_WHAT THE TASK REQUIRES:_ Extract, verbatim, all lines starting at the one containing "Expected behaviour: the pointer indicates one point on the child" and ending with the final line of the listing, and no others.

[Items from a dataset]
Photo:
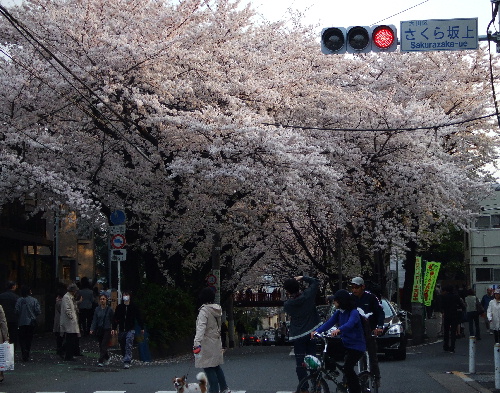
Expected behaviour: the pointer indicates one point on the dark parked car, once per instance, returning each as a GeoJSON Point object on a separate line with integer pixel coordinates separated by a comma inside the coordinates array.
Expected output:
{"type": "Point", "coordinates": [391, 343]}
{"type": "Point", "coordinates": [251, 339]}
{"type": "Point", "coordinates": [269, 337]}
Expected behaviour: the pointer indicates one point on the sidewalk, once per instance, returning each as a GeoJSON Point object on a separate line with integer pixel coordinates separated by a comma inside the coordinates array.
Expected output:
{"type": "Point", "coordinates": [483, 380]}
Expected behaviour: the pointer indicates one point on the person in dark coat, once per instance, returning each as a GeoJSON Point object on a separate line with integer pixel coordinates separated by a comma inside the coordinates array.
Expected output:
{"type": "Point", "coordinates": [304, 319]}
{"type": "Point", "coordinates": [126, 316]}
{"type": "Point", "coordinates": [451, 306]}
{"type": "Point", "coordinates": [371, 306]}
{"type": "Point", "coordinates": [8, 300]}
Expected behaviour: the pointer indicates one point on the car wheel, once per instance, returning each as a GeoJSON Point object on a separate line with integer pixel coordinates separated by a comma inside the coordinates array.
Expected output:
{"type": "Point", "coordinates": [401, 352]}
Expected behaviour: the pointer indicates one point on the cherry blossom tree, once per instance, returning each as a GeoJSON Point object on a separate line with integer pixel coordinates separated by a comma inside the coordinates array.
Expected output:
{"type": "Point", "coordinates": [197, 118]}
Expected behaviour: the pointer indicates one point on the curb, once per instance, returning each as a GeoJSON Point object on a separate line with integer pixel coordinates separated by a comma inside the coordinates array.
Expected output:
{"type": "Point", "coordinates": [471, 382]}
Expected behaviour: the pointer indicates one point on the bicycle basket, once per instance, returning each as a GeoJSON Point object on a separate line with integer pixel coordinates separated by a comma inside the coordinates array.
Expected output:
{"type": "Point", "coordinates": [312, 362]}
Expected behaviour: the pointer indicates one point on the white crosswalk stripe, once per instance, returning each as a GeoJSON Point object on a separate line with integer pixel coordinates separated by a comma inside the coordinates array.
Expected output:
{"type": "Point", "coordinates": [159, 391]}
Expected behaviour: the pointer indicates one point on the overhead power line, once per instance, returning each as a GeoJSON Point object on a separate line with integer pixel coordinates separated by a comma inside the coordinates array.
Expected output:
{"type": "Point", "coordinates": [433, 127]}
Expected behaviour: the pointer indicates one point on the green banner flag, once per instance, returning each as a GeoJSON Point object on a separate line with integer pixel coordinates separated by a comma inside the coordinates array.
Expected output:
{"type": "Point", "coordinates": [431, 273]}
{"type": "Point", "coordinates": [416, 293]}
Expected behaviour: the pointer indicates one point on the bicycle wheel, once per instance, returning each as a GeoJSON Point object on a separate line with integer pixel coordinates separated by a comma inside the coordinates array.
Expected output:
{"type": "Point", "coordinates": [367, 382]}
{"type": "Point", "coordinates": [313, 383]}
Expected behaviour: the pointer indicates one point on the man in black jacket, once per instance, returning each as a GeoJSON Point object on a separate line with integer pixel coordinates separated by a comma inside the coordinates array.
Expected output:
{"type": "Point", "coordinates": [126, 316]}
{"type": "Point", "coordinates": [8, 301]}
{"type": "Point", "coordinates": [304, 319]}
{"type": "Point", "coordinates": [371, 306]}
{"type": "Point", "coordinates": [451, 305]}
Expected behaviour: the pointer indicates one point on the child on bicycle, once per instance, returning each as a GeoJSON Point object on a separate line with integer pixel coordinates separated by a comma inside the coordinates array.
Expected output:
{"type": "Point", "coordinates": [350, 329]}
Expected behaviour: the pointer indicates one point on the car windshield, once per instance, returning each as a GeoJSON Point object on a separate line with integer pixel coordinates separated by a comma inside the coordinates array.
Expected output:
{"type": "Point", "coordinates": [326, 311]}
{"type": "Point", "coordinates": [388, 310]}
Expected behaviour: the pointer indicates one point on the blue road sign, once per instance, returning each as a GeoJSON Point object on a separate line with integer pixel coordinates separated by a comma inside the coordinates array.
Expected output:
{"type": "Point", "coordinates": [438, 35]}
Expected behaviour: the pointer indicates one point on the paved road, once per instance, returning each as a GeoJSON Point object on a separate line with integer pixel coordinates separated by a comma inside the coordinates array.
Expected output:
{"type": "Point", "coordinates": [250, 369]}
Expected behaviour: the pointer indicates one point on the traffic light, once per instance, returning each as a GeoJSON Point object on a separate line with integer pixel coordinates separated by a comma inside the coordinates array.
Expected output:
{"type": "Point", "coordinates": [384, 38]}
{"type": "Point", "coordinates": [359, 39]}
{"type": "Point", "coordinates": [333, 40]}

_EXERCISE SOLUTION:_
Expected behaviour: the pointer indicates one point on the child on bicycle, once per instance, returning each as a GeoJSON Point object on a separate line with integer pixel coordinates separated by a comma inside the coordinates array.
Expected output:
{"type": "Point", "coordinates": [350, 329]}
Expected behaviour: the pointer indicates one point on the car windshield, once per instance, returning each as a GeoJSON Point object on a separate line with integer pixel coordinates separated by a comma inside the coordinates array.
Expected output:
{"type": "Point", "coordinates": [326, 311]}
{"type": "Point", "coordinates": [388, 310]}
Expected behaviour: the pointer indicates one point on the blue road sign, once per instance, returning each as a GeoJSON Point object on a separate line with integer pixel coordinates separated by a comma inside the coordinates array.
Expected output:
{"type": "Point", "coordinates": [438, 35]}
Expected behaviour: the pointer indicates one point on the paved road, once per instance, returning each as a GeoJSON Point object on a separate line with integer pixel coordinates separated by a comma inside the coordinates array.
Expected output:
{"type": "Point", "coordinates": [250, 369]}
Expected behaviour: the pointer indicates one point on the traffic light, once per instance, returning each as a GeoJSON Point object on a separate line with integer pixel coordinates separated by a comma inside the coordinates array.
Expected output:
{"type": "Point", "coordinates": [384, 38]}
{"type": "Point", "coordinates": [359, 39]}
{"type": "Point", "coordinates": [333, 40]}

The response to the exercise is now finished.